═══ Entries provided ═══

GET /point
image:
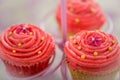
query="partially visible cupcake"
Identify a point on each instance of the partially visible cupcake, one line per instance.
(81, 15)
(25, 49)
(93, 55)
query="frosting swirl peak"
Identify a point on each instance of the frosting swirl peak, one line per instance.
(92, 51)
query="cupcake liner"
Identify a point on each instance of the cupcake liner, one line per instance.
(24, 71)
(80, 75)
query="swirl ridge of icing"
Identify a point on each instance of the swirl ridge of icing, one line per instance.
(91, 58)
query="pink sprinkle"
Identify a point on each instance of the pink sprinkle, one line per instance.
(95, 40)
(22, 29)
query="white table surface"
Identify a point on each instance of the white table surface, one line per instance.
(16, 11)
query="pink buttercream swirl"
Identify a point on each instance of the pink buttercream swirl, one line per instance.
(23, 45)
(105, 45)
(82, 15)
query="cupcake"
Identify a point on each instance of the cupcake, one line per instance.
(25, 49)
(93, 55)
(81, 15)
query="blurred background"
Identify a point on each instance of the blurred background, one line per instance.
(39, 11)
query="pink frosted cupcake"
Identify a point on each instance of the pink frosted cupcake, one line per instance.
(93, 55)
(25, 49)
(81, 15)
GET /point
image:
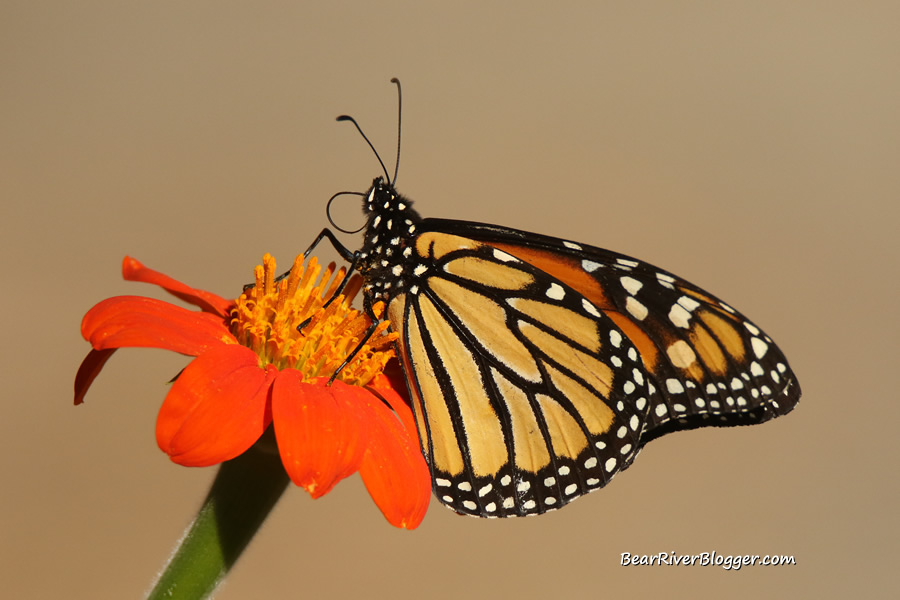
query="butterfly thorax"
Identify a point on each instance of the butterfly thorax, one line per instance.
(388, 248)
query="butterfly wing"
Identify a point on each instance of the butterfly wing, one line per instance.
(709, 364)
(526, 396)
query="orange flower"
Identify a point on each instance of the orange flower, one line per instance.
(253, 368)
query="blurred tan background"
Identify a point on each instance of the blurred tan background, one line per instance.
(750, 147)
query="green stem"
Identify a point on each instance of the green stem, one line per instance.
(244, 491)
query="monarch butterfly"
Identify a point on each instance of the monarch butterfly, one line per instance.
(539, 367)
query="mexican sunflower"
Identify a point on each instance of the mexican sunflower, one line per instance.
(266, 359)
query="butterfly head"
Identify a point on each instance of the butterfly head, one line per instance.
(388, 245)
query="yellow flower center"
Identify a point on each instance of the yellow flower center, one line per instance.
(288, 324)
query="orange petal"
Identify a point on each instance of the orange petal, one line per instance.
(134, 270)
(393, 467)
(217, 408)
(135, 321)
(321, 435)
(88, 371)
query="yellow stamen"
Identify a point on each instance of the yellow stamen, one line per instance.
(266, 319)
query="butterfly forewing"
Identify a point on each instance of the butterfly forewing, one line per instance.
(538, 367)
(711, 365)
(526, 396)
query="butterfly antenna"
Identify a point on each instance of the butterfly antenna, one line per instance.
(359, 129)
(399, 119)
(331, 220)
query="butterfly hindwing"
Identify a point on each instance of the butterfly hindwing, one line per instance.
(538, 367)
(526, 396)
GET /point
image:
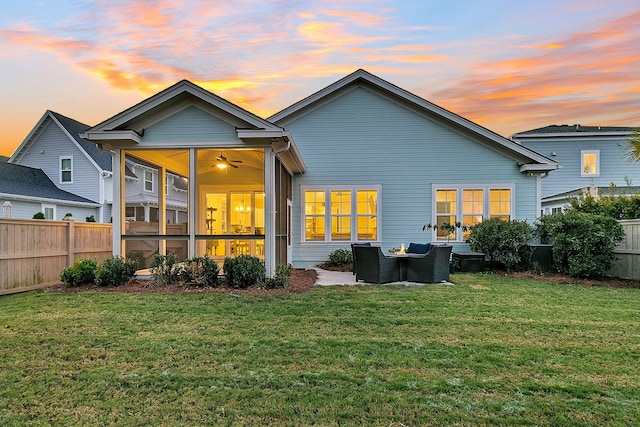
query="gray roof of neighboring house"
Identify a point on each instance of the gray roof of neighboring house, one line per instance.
(25, 181)
(75, 128)
(577, 129)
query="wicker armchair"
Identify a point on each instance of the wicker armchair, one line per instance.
(431, 268)
(373, 266)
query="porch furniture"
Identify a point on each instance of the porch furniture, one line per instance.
(468, 262)
(373, 266)
(430, 268)
(418, 248)
(353, 254)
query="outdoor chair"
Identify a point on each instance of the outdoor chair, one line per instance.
(353, 254)
(373, 266)
(431, 268)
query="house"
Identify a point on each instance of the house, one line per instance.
(79, 167)
(360, 160)
(25, 191)
(72, 164)
(591, 158)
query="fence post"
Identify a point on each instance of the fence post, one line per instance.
(71, 240)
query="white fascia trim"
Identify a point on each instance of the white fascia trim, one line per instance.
(262, 133)
(539, 167)
(112, 135)
(45, 200)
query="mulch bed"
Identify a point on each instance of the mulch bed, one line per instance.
(300, 281)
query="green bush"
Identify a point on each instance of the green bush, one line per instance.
(244, 271)
(116, 271)
(164, 269)
(281, 278)
(82, 271)
(618, 206)
(199, 271)
(583, 243)
(503, 241)
(340, 257)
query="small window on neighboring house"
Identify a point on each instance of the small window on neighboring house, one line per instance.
(590, 164)
(148, 181)
(66, 169)
(49, 211)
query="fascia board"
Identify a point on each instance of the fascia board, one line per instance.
(47, 200)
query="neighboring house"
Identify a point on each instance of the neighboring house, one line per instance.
(28, 191)
(78, 166)
(591, 158)
(72, 164)
(359, 161)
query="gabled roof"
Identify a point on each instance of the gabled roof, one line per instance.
(18, 180)
(72, 128)
(120, 121)
(577, 130)
(528, 160)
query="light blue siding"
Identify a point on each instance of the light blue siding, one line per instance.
(45, 152)
(613, 164)
(192, 125)
(364, 138)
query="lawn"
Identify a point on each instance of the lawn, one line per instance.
(490, 350)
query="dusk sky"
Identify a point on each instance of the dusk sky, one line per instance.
(507, 65)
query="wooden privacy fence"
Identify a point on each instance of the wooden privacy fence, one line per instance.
(33, 253)
(627, 262)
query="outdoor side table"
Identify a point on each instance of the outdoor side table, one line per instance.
(468, 262)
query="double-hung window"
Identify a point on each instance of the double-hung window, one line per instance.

═══

#### Task prompt
Everything from the line containing "Identify a point on each instance of the neighboring" to the end of the data above should be quoted exactly, please, both ends included, and nothing outside that span.

#### Answer space
Identify a point on each instance of the neighboring house, one line per instance.
(28, 191)
(78, 166)
(591, 158)
(72, 164)
(359, 161)
query="gabled roof"
Identify a point on each instance of the gabled roof, one line per instance.
(18, 180)
(72, 128)
(120, 121)
(577, 130)
(528, 160)
query="light blue siding"
Identify a point on each instance of the light blue siding, one line per instance.
(45, 152)
(613, 164)
(192, 125)
(364, 138)
query="lawn"
Identify a point on each instance of the lawn, one line per instance.
(490, 350)
query="dusk sky"
Identify a point on each instance of the dusk sky, one line per instance.
(507, 65)
query="wooden privacy fence"
Identify a point on each instance of the wooden privacy fence, one line per instance.
(33, 253)
(627, 262)
query="outdoor side table"
Identify a point on each instance of the outdoor side table, one line per instance.
(468, 262)
query="double-hung window"
Identify a point on each instance of the double-hung window, one line per instance.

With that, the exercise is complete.